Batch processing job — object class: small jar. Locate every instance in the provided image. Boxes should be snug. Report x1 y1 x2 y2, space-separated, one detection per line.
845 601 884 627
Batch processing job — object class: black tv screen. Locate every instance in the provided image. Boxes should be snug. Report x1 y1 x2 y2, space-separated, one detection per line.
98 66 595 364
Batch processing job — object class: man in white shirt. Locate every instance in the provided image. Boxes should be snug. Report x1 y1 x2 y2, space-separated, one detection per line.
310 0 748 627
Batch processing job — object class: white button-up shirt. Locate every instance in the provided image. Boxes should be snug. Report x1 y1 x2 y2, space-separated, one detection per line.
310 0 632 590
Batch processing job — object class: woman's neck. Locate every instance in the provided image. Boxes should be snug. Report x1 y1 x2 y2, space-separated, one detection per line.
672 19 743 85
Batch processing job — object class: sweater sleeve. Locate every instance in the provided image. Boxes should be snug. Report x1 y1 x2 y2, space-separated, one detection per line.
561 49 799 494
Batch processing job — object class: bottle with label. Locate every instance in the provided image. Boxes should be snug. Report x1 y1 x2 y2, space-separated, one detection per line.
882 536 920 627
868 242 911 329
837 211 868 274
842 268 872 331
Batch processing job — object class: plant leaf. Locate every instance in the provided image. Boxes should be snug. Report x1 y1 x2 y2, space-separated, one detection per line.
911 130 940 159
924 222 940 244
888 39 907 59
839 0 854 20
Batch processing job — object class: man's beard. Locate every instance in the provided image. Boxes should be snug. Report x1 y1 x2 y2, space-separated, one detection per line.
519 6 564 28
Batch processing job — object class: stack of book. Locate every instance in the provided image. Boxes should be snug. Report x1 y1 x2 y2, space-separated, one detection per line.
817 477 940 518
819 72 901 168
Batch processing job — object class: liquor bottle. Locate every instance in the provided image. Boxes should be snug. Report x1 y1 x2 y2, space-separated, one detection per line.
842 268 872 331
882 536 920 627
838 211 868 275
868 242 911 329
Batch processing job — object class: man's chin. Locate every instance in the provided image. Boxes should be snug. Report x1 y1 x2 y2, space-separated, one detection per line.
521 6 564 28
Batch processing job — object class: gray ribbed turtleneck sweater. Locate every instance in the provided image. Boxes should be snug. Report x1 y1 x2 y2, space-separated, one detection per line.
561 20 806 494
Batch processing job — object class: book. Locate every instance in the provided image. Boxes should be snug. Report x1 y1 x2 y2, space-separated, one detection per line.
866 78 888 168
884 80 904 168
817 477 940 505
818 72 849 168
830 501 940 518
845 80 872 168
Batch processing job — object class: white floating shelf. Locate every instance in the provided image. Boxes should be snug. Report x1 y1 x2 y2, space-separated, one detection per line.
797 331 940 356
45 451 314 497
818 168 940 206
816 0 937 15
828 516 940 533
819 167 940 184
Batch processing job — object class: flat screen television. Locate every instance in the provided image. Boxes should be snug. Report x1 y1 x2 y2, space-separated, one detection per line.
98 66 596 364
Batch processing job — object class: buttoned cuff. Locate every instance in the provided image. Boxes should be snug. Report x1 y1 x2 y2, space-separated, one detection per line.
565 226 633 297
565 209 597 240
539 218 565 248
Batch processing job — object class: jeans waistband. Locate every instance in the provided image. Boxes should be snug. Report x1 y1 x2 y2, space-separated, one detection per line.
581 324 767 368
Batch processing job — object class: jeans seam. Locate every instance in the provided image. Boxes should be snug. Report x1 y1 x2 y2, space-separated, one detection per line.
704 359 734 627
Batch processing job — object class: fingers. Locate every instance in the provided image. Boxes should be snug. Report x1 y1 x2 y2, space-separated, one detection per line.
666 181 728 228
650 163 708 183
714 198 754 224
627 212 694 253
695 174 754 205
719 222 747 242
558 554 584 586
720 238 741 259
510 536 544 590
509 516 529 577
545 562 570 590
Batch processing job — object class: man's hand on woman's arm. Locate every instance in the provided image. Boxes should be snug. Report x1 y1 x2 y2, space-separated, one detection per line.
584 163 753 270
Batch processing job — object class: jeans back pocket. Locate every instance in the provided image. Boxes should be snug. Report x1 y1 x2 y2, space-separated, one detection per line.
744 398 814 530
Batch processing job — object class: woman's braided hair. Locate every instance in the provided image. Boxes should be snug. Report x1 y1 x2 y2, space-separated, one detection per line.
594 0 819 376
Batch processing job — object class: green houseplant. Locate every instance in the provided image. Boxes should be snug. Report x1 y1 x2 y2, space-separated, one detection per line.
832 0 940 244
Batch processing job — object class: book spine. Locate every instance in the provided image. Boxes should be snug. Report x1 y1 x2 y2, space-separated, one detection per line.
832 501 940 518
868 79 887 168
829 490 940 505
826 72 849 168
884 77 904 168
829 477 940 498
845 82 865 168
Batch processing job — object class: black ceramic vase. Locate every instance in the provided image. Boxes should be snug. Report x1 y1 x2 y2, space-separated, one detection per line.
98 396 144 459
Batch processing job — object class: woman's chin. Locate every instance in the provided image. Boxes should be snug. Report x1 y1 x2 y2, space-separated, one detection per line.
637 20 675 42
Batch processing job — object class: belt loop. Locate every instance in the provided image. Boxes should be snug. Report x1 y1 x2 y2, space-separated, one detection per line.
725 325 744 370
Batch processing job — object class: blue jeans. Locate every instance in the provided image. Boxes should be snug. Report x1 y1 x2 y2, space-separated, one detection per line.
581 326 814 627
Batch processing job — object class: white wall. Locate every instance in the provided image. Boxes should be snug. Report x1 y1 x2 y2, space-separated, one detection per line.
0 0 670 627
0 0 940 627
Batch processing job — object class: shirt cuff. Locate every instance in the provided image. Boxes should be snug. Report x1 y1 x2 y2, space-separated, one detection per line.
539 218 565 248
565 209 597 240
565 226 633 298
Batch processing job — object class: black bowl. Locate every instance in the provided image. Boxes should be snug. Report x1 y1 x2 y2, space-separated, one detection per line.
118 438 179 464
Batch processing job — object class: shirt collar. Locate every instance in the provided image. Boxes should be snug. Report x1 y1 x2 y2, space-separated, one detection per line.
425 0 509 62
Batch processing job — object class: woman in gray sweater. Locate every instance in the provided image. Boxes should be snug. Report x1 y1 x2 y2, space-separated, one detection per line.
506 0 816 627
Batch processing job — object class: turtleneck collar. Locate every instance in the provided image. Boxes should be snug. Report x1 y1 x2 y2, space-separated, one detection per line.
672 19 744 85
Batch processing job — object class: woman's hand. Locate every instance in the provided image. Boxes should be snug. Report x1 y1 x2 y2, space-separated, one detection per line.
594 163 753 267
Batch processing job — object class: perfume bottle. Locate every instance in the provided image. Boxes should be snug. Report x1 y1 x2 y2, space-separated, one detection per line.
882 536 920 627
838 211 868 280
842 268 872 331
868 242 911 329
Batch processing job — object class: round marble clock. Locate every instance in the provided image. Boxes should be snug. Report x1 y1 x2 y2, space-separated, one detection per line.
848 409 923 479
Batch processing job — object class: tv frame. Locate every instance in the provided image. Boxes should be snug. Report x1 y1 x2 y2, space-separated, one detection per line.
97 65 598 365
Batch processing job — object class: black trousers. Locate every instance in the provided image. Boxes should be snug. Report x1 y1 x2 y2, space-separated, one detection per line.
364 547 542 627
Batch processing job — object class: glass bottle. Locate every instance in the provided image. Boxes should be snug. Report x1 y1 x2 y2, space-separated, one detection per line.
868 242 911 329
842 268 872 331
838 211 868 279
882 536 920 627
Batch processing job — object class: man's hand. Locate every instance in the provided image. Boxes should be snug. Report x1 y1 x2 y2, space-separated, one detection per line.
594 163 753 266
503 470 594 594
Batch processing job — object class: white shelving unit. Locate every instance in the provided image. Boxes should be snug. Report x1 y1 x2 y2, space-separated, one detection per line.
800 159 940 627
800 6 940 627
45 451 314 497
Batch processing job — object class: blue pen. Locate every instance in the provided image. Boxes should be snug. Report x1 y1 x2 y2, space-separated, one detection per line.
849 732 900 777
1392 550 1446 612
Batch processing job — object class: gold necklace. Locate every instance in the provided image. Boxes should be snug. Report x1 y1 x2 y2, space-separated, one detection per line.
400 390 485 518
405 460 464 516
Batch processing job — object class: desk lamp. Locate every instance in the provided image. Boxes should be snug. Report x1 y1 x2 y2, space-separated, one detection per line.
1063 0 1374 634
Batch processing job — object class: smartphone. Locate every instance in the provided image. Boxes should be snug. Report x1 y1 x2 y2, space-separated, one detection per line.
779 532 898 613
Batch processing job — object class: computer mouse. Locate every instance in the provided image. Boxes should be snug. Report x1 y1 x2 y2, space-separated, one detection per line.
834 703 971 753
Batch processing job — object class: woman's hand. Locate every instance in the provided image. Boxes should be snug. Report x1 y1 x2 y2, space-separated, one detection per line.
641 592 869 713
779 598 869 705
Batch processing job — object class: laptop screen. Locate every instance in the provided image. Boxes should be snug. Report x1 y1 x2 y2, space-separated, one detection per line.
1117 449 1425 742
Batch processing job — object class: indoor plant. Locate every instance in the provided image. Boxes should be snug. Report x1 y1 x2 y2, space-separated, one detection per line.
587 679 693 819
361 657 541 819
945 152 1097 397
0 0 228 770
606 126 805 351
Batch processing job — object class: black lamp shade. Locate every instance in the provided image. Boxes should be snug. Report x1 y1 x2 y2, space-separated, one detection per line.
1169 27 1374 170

= = = = =

▶ _REQUIREMENT_: Rewrite the lines from the line with "Batch processing job — object class: man in" to the line with "672 19 743 85", both included, swapping "snug" for "tight" and leaving everything else the same. Give only those lines.

▶ _OUTPUT OF THE EXERCISE_:
Batch processing job — object class: man in white shirt. Locate every instance in the provided image. Boxes should be tight. Report x1 y1 x2 y2, space-separated, one detection per line.
310 0 748 627
Batch processing job — object class: white button-up shirt. Locate every instance in the provided image. Boxes should be tight. Report x1 y1 x2 y2, space-separated, one detection per line.
310 0 632 590
Batch processing job — object class: woman's neck. Locate every instance in the provided image. Boxes should be tight. Report x1 y1 x2 y2, space-separated, one detection per line.
672 19 743 85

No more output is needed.